[Begin]

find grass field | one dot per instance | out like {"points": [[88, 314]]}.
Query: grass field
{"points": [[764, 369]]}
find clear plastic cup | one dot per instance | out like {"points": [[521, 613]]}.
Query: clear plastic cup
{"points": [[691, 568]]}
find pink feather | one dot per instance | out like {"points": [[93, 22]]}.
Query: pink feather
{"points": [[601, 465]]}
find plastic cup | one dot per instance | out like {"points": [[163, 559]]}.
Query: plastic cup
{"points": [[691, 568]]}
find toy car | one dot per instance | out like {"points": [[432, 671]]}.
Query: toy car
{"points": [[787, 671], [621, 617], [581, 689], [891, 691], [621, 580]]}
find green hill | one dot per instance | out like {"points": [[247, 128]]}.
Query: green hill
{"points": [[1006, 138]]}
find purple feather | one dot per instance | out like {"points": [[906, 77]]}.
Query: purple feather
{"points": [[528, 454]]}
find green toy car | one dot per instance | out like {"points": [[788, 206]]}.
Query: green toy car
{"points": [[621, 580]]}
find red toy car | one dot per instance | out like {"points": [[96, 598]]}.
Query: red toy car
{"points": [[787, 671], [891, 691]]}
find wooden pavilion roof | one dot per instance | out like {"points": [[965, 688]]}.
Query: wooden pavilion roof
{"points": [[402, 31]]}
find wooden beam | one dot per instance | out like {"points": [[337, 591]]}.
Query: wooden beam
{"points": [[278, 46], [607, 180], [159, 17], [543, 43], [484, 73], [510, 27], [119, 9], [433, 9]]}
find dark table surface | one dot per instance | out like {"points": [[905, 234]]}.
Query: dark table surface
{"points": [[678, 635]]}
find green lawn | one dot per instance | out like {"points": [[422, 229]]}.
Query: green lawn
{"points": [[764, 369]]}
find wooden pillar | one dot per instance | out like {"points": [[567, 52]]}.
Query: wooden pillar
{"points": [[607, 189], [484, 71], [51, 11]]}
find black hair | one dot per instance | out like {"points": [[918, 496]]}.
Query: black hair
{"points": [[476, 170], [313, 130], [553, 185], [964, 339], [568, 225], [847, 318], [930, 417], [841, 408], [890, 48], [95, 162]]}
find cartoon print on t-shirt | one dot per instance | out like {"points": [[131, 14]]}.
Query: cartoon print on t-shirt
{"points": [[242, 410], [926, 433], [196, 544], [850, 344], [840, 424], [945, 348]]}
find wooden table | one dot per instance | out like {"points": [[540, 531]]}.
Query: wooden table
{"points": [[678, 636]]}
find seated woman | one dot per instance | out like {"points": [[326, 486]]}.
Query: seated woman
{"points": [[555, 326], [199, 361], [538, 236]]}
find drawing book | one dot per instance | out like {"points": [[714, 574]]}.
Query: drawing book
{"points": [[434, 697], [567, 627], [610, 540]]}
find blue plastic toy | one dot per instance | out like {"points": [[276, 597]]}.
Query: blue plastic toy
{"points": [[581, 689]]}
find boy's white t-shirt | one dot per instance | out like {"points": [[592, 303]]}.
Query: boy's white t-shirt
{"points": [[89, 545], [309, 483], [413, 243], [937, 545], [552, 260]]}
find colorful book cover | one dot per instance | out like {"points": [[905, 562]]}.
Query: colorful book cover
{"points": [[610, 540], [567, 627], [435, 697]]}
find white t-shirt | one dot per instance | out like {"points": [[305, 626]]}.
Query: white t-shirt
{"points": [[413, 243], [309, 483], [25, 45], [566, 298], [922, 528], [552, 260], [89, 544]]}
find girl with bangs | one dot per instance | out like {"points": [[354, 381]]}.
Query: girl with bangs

[End]

→ **Job**
Please convert all of the data above into a numbered list, one line per item and no blank lines.

→ **Finished exercise**
1. find grass field | one dot per instance | out like {"points": [[88, 314]]}.
2. Query: grass field
3. {"points": [[764, 369]]}
4. find clear plastic cup | one dot per instance | out like {"points": [[521, 613]]}.
5. Query: clear plastic cup
6. {"points": [[691, 568]]}
7. find pink feather | one dot per instance | out like {"points": [[93, 22]]}.
8. Query: pink feather
9. {"points": [[601, 465]]}
10. find plastic cup | one dot per instance | out like {"points": [[163, 559]]}.
11. Query: plastic cup
12. {"points": [[691, 568]]}
13. find toy car | one dot per instance | out like {"points": [[432, 671]]}.
14. Query: toy car
15. {"points": [[787, 671], [621, 617], [581, 689], [891, 691], [621, 580]]}
16. find green hill | one dot per instance | out like {"points": [[247, 128]]}.
17. Query: green hill
18. {"points": [[1006, 138]]}
19. find purple feather | one dot per instance | out like {"points": [[906, 77]]}.
20. Query: purple feather
21. {"points": [[528, 454]]}
22. find green toy car | one dot per instance | out like {"points": [[788, 206]]}.
23. Query: green toy car
24. {"points": [[621, 580]]}
25. find red toy car | one dot per instance | out like {"points": [[96, 598]]}.
26. Query: red toy car
27. {"points": [[787, 671], [891, 691]]}
28. find wooden pavilion roof | one dot per instance | out like {"points": [[965, 688]]}.
29. Query: wooden pavilion roof
30. {"points": [[402, 31]]}
31. find wooden beam | one dot per instance | out like {"points": [[337, 591]]}.
32. Query: wooden beam
33. {"points": [[278, 46], [607, 180], [159, 17], [543, 43], [484, 73], [510, 27], [119, 9], [433, 9]]}
34. find dark table surface | one dot per instance | out like {"points": [[905, 234]]}.
35. Query: dark table surface
36. {"points": [[678, 635]]}
37. find green lawn | one dot per instance | out like {"points": [[422, 229]]}.
38. Query: green lawn
39. {"points": [[764, 369]]}
40. find wooden pillar | one dot per instance | out like {"points": [[567, 52]]}.
41. Query: wooden pillar
42. {"points": [[607, 189], [484, 71], [51, 11]]}
43. find black hair | one dot per instance | out like {"points": [[918, 496]]}.
44. Query: black hair
45. {"points": [[476, 170], [313, 130], [553, 185], [964, 339], [568, 225], [847, 318], [930, 417], [841, 408], [890, 48], [95, 162]]}
46. find cartoon print on t-shirt | one dot per instance | out like {"points": [[131, 14]]}.
47. Query: cartoon print on t-shirt
48. {"points": [[242, 410], [926, 433], [196, 544], [850, 344], [840, 424], [945, 348]]}
49. find wooden table | one dot per instance | out like {"points": [[540, 531]]}.
50. Query: wooden table
51. {"points": [[678, 636]]}
52. find seated woman | one dot per instance | out like {"points": [[326, 486]]}.
53. Query: seated woman
54. {"points": [[555, 326], [199, 361], [538, 236]]}
55. find drawing book | one dot per instance | out like {"points": [[714, 574]]}.
56. Query: drawing book
57. {"points": [[434, 697], [567, 627], [610, 540]]}
58. find blue plastic toy | one dot per instance | out like {"points": [[276, 597]]}.
59. Query: blue plastic toy
60. {"points": [[581, 689]]}
61. find boy's white t-shirt | one dot per instance | out like {"points": [[592, 303]]}.
62. Query: boy's white t-shirt
63. {"points": [[89, 545], [309, 483], [413, 243], [937, 545], [552, 260]]}
64. find colorful book cover | one dot per instance | out like {"points": [[905, 562]]}.
65. Query: colorful book cover
66. {"points": [[610, 540], [567, 627], [435, 697]]}
67. find white t-shirt | one dot per instance | out like {"points": [[305, 626]]}.
68. Query: white t-shirt
69. {"points": [[413, 243], [309, 483], [25, 45], [566, 298], [922, 528], [552, 260], [89, 544]]}
70. find girl with bangs | one dot per instance | out like {"points": [[354, 381]]}.
71. Query: girl with bangs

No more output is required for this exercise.